Work instructions
1. Using the article on how the public perceives nanoparticle risk, decide whether each statement below agrees with it: (a) the survey was given to a panel of 307 people; (b) respondents judged medical X-rays to be riskier than nanoparticles; (c) most respondents saw nanoparticles as a serious health risk. Answer yes or no for each and quote the words of the article that decide it.
2. Continue the article on how the public perceives nanoparticle risk, picking up right after its last sentence.
── Text under study ──
A new study finds that the general public thinks getting a suntan poses a greater public health risk than nanotechnology or other nanoparticle applications. The study, from North Carolina State University, compared survey respondents’ perceived risk of nanoparticles with 23 other public-health risks.
The study is the first to compare the public’s perception of the risks associated with nanoparticles to other environmental and health safety risks. Researchers found that nanoparticles are perceived as being a relatively low risk.
“For example, 19 of the other public-health risks were perceived as more hazardous, including suntanning and drinking alcohol,” says Dr. Andrew Binder, an assistant professor of communication at NC State and co-author of a paper describing the study. “The only things viewed as less risky were cell-phone use, blood transfusions, commercial air travel and medical X-rays.”
In fact, 60 percent of respondents felt that nanoparticles posed either no health risk or only a slight health risk.
In the study, researchers asked a nationally representative panel of 307 people a battery of questions about how risky they believe nanoparticles are compared to 23 other public health risks – such as obesity, smoking, using cell phones and nuclear energy.
───
── Dataset extract ──
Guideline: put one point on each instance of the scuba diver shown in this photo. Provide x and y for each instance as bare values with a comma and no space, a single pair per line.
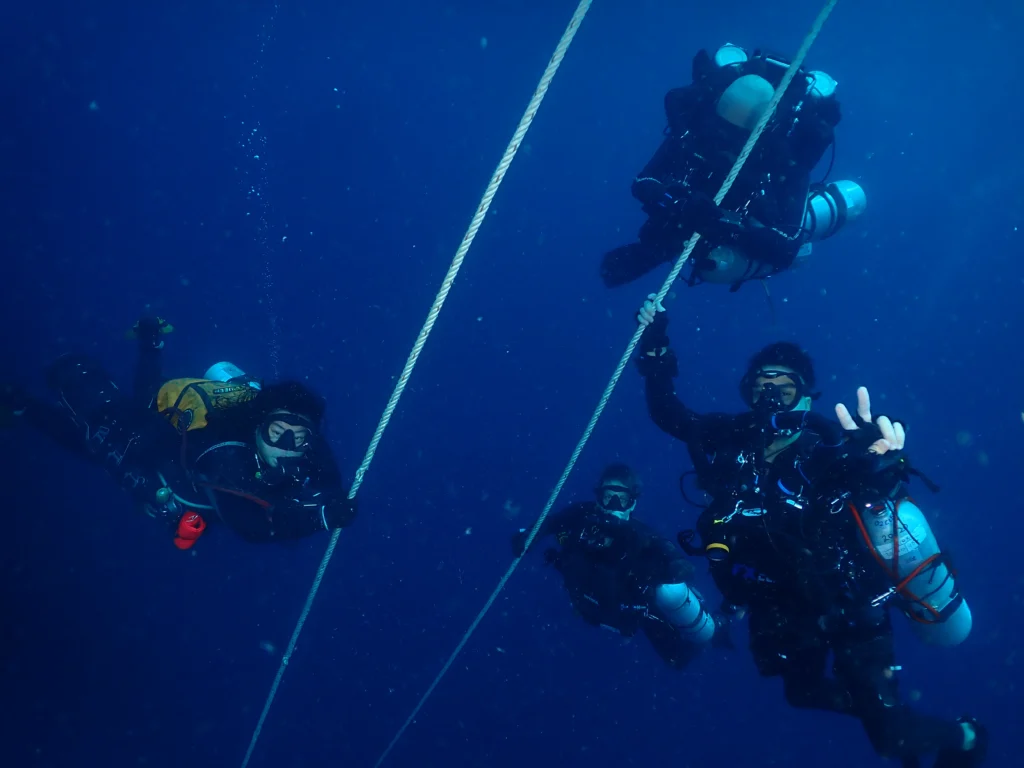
───
Answers per task
1.
(a) Yes: "a nationally representative panel of 307 people"
(b) No: "The only things viewed as less risky were cell-phone use, blood transfusions, commercial air travel and medical X-rays."
(c) No: "60 percent of respondents felt that nanoparticles posed either no health risk or only a slight health risk."

2.
Policy implications of these findings could be substantial given the concerns expressed by proponents and opponents of nanotechnology that the public is wary of its environmental health and safety dangers. “The findings suggest just the opposite,” says Dr. David Berube, professor of communication at NC State and lead author of the study. “While it remains unclear whether nanoparticles are safe, they are not a major concern among the general public.”
The paper, “Comparing nanoparticle risk perceptions to other known EHS risks,” is forthcoming from the Journal of Nanoparticle Research. The paper was co-authored by Berube and Binder; Jordan Frith and Christopher Cummings, Ph.D. students at NC State; and Dr. Robert Oldendick of the University of South Carolina. The research was funded by the National Science Foundation.
NC State’s Department of Communication is part of the university’s College of Humanities and Social Sciences.